(Source data)

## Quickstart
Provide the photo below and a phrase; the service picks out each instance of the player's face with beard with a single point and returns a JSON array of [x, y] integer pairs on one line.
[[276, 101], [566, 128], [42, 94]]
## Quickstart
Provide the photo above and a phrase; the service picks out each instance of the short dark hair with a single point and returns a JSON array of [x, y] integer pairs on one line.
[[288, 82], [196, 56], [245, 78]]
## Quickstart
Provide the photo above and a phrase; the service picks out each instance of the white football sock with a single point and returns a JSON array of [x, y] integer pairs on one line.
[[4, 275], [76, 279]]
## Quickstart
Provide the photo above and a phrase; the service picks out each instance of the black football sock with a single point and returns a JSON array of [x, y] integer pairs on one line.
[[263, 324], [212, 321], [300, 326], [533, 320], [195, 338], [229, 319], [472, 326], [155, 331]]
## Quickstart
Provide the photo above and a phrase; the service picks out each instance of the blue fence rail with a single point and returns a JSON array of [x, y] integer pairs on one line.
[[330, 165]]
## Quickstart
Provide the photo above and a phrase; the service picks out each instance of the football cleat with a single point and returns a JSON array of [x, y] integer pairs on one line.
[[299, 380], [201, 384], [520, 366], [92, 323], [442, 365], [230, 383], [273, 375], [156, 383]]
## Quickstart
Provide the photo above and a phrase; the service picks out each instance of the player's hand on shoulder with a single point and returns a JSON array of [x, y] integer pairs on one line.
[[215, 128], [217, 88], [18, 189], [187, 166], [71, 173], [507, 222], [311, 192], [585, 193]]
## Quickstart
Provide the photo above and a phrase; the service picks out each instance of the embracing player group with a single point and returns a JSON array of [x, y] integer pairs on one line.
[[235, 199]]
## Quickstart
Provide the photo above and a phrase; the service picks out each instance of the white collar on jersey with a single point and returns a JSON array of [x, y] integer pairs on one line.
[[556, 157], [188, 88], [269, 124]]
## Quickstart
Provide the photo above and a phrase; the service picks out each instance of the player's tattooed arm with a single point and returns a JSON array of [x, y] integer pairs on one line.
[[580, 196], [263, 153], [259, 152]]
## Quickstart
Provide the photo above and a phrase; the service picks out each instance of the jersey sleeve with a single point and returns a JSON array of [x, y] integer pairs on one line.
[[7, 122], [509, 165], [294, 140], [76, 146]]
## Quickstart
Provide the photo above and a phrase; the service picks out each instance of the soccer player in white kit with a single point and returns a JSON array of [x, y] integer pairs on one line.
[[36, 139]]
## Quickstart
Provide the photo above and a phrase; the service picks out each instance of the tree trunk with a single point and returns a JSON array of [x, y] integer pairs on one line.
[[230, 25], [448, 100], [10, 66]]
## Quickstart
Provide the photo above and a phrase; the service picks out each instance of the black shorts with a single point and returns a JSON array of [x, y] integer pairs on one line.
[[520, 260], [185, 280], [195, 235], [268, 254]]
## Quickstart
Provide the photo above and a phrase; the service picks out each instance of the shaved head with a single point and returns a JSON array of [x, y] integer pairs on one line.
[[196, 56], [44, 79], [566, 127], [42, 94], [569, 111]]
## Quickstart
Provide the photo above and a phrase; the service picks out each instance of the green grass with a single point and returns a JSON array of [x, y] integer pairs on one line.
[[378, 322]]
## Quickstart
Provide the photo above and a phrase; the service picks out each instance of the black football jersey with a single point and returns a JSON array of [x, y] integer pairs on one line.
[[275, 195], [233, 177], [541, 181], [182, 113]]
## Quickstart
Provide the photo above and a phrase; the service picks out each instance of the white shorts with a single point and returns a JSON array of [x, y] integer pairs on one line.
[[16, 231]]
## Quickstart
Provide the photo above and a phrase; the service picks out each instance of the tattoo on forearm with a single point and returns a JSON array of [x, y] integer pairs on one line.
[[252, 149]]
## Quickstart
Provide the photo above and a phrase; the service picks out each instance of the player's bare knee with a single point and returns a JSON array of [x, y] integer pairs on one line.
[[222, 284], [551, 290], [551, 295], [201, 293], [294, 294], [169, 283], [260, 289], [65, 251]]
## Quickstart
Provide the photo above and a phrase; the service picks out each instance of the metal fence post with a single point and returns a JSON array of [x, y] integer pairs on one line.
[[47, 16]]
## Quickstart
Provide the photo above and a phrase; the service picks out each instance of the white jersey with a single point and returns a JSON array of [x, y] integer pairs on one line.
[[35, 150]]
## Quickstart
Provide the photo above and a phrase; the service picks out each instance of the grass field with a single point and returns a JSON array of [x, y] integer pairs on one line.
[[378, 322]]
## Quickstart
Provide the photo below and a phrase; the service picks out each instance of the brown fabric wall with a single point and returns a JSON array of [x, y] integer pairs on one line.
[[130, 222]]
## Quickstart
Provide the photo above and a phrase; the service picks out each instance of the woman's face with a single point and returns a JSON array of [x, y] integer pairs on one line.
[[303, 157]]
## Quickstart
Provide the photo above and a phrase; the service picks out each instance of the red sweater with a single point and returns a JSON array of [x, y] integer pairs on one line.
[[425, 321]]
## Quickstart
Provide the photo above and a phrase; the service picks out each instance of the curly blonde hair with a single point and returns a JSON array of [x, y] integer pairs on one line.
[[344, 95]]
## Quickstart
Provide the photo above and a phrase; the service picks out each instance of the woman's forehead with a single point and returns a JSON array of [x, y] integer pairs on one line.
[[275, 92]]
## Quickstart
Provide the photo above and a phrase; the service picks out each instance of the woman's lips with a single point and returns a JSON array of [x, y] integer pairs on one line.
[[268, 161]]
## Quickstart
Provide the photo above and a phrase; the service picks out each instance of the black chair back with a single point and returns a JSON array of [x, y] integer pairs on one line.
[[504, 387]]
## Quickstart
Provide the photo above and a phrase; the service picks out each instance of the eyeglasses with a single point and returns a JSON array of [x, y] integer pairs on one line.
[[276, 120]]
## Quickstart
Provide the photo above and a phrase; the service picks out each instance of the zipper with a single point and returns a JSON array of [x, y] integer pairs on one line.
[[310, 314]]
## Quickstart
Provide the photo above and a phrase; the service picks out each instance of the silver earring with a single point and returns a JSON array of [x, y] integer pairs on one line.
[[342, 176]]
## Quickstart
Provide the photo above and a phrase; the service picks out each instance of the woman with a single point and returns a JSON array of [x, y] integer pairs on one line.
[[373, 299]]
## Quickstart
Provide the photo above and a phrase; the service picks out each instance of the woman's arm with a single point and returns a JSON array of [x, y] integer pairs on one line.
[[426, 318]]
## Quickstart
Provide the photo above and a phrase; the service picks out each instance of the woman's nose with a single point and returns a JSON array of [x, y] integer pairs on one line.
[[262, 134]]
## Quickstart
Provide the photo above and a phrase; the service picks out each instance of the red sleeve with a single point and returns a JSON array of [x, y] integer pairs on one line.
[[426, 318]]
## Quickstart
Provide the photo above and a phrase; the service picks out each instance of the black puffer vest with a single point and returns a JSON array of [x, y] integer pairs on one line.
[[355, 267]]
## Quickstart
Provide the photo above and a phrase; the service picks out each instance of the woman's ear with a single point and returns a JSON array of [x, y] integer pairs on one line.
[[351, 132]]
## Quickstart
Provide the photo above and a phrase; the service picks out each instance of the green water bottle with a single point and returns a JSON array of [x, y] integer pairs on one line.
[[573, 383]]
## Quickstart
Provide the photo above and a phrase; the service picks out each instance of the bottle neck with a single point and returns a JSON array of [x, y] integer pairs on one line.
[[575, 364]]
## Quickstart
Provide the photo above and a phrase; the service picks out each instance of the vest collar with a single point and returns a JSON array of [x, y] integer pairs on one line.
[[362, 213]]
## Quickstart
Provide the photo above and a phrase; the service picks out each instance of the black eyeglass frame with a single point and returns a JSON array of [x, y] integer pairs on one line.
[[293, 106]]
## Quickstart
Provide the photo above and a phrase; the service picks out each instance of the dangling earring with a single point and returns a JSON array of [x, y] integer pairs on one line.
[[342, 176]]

■ Task brief
Repeat the whole of the data above exactly as it appears.

■ Your solution
## Quickstart
Provide the photo below and a phrase; the service picks out each instance of the player's face with beard with a single point and returns a JSON array of [x, y] integer pairs on one line.
[[276, 101], [566, 128], [42, 94]]
## Quickstart
Provide the photo above and a phrase; the service picks out each instance of the short dark hair with a single point and returns a JSON array of [x, y] integer pairs on one line.
[[288, 82], [196, 56], [245, 78]]
## Quickstart
Provide the photo above and a phrase; the service picks out each instance of the white football sock with a single point and returns a JSON array of [x, y] integer pairs on one line.
[[4, 275], [76, 279]]
## Quickstart
Provide the photo above and a phrase; the service picks out each instance of the black football sock with a single point and returns a JSON array of [x, y] integer pairs on one line.
[[263, 324], [212, 321], [300, 326], [533, 320], [195, 338], [229, 319], [472, 326], [155, 331]]
## Quickstart
Provide the photo above and a phrase; the service picks out each instance of the blue fence rail with a single point and returns a JSON array of [x, y] integer pairs on one line.
[[330, 165]]
## Quickstart
Provide the photo above and a phrase; the service picks out each instance of the football cleat with a single point and returns a JSON array of [x, y] integer pairs on one line.
[[299, 380], [201, 384], [520, 366], [92, 323], [442, 365], [230, 383], [273, 375], [156, 383]]
## Quickstart
Provide the photo above and a phrase; the service picks out each instance of the player's hand on shoulder with a single point and returns a JSON array of [x, y] integer pairs on one line.
[[215, 128], [217, 88], [18, 189], [187, 166], [71, 173], [507, 222], [311, 192], [585, 193]]
## Quickstart
Provide the photo above and a phrase; the service picks out each instance of the embracing player group with a single point and returns a JSON array of [x, y] integer pairs on one line.
[[235, 199]]
## Quickstart
Provide the photo above and a phrase; the service picks out each instance of the white collar on jersey with a single point and returns a JSON array of [x, y] integer pairs on one line.
[[556, 157], [188, 88], [269, 124]]
## Quickstart
Provide the photo above and a phrase; the service picks out each instance of the player's tattooed arm with a single point and returns a JSON array of [x, y] integer pairs on one line.
[[580, 196], [263, 153], [259, 152]]
## Quickstart
Provide the photo above and a phrase; the service picks out each instance of the jersey sleeve with a single point and returns a JSON array of [x, y] integer pairs on one line.
[[7, 122], [509, 165], [294, 140], [76, 146]]
## Quickstart
Provide the photo above and a phrase; the service picks out each instance of the soccer player in white kit with a single point and returns a JSON array of [x, y] integer pairs on one line.
[[36, 139]]
## Quickstart
Provide the photo above and a phrase; the service picks out each instance of the tree trunk with a single point and returns a JSON array of [x, y] integer pairs on one line.
[[230, 25], [448, 100], [10, 66]]
## Quickstart
Provide the photo above and a phrase; the service picks out each instance of the black shorts with a single point and returns a JSON array of [x, y] integer pairs on one line.
[[520, 260], [185, 280], [195, 235], [268, 254]]
## Quickstart
Provide the photo above and a phrase; the service picks out each instance of the shaved head with a single point and returns a JSON array of [x, y] integer pairs on one line.
[[196, 56], [44, 79], [566, 127], [42, 94], [569, 111]]
## Quickstart
Provide the photo above and a phrase; the service picks out each instance of the green grass with a single point and returns a JSON array of [x, y] integer pairs on one line.
[[378, 322]]
## Quickstart
Provide the photo above and a phrase; the service picks out each instance of the black football jersey with a single point and returns a JSON array of [x, y] integer pairs on one line.
[[275, 195], [233, 177], [541, 181], [182, 113]]
## Quickstart
Provide the photo above and a phrase; the service picks out each instance of the white shorts with a single point and returns a JSON array of [x, y] integer pairs on one line.
[[16, 231]]
## Quickstart
Provide the photo above and a phrase; the service picks out each instance of the tattoo on forearm with a single point and returns a JSON array of [x, y] integer pairs on one line.
[[252, 149]]
## Quickstart
Provide the photo above and a phrase; the service picks out each instance of the player's bare knee with a single point and returns a JSON array of [x, y] integer pairs on one line.
[[222, 284], [551, 290], [551, 295], [201, 293], [294, 294], [169, 283], [260, 289], [65, 251]]
## Quickstart
Provide the photo above and a phrase; the service picks out each instance of the metal fence post with a single point and returns a JSON array of [x, y] integer pairs on one line.
[[47, 16]]
## Quickstart
Provide the photo above and a phrase; the service picks out each instance of the white jersey with a single point and returns a JSON array of [x, y] integer pairs on one line.
[[35, 150]]
## Quickstart
Provide the photo above and a phrase; the service picks out each instance of the grass field with a single point and returns a JSON array of [x, y] integer pairs on one line.
[[378, 322]]
## Quickstart
Provide the photo below and a phrase; the service picks out each instance of the brown fabric wall with a single point and returns a JSON array of [x, y] integer pairs on one line.
[[130, 222]]
## Quickstart
Provide the photo above and a phrase; the service picks out each instance of the woman's face with a single point and returns a JSON array of [x, y] integer pairs on one line.
[[303, 157]]
## Quickstart
Provide the photo above and a phrase; the service picks out each instance of the red sweater with a single point and returns a JSON array of [x, y] integer pairs on one line.
[[425, 321]]
## Quickstart
Provide the photo above and a phrase; the service picks out each instance of the curly blonde hair with a single point and returns a JSON array of [x, y] integer pairs on one line.
[[344, 95]]
## Quickstart
Provide the photo above and a phrase; the service picks out each instance of the woman's forehead with a single point and returns a JSON array of [x, y] integer pairs on one line.
[[275, 92]]
## Quickstart
Provide the photo above and a phrase; the service picks out each instance of the woman's lips with a single point and returns a JSON array of [x, y] integer pairs on one line.
[[268, 161]]
## Quickstart
Provide the photo above and a phrase; the service picks out each instance of the black chair back with a single point and returns a JSON array of [x, y] integer pairs on one line.
[[504, 387]]
## Quickstart
Provide the photo above and a phrase; the service picks out each instance of the eyeglasses with a single point and returns a JSON array of [x, y] integer pairs on one line.
[[276, 120]]
## Quickstart
Provide the photo above and a phrase; the service picks out each instance of the zipper with a single point and returns a JSON array of [x, y] integer pairs on one line.
[[310, 314]]
## Quickstart
Provide the photo above and a phrase; the service picks out each instance of the silver earring with a single point and returns a JSON array of [x, y] integer pairs on one line.
[[342, 176]]
## Quickstart
Provide the photo above and a phrase; the service picks out each instance of the woman with a single point and returns a JSON array of [x, y] integer pairs on one line.
[[373, 299]]
## Quickstart
Provide the photo above and a phrase; the service picks out each instance of the woman's arm with a single point and returns a JSON array of [x, y] integer pairs on one line.
[[426, 318]]
## Quickstart
Provide the photo above and a phrase; the service picks out each instance of the woman's nose with a single point and returns a JSON array of [x, y] integer pairs on one line.
[[262, 134]]
## Quickstart
Provide the photo above and a phrase; the service picks out each instance of the red sleeve with a single point and returns a JSON array of [x, y] integer pairs on one line.
[[426, 318]]
## Quickstart
Provide the photo above and a phrase; the service picks out each instance of the black puffer vest with a single point and returns a JSON array of [x, y] integer pairs on one line.
[[355, 267]]
## Quickstart
Provide the photo above and a phrase; the service picks out each instance of the woman's ear with a single point and returns a JSON array of [x, y] integer pairs on one line.
[[351, 132]]
## Quickstart
Provide the photo above and a phrase; the service picks out each instance of the green water bottle with a single point and returns a JSON array of [x, y] integer pairs on one line.
[[573, 383]]
## Quickstart
Provide the photo above and a phrase; the service picks out each instance of the bottle neck with a single point and returns a JSON array of [x, y] integer pairs on one line.
[[575, 364]]
## Quickstart
Provide the photo above and a phrase; the service picks out each instance of the vest collar with a single point and returns a JSON array of [x, y] integer pairs on one line.
[[362, 213]]
## Quickstart
Provide the photo above and a phrase; the service picks out each instance of the black eyeglass frame with a single point and returns a JSON array of [x, y] integer pairs on one line.
[[293, 106]]
## Quickstart
Provide the photo above and a phrase; the service picks out each instance of the dangling earring with a single point and returns a JSON array of [x, y] integer pairs on one line.
[[342, 176]]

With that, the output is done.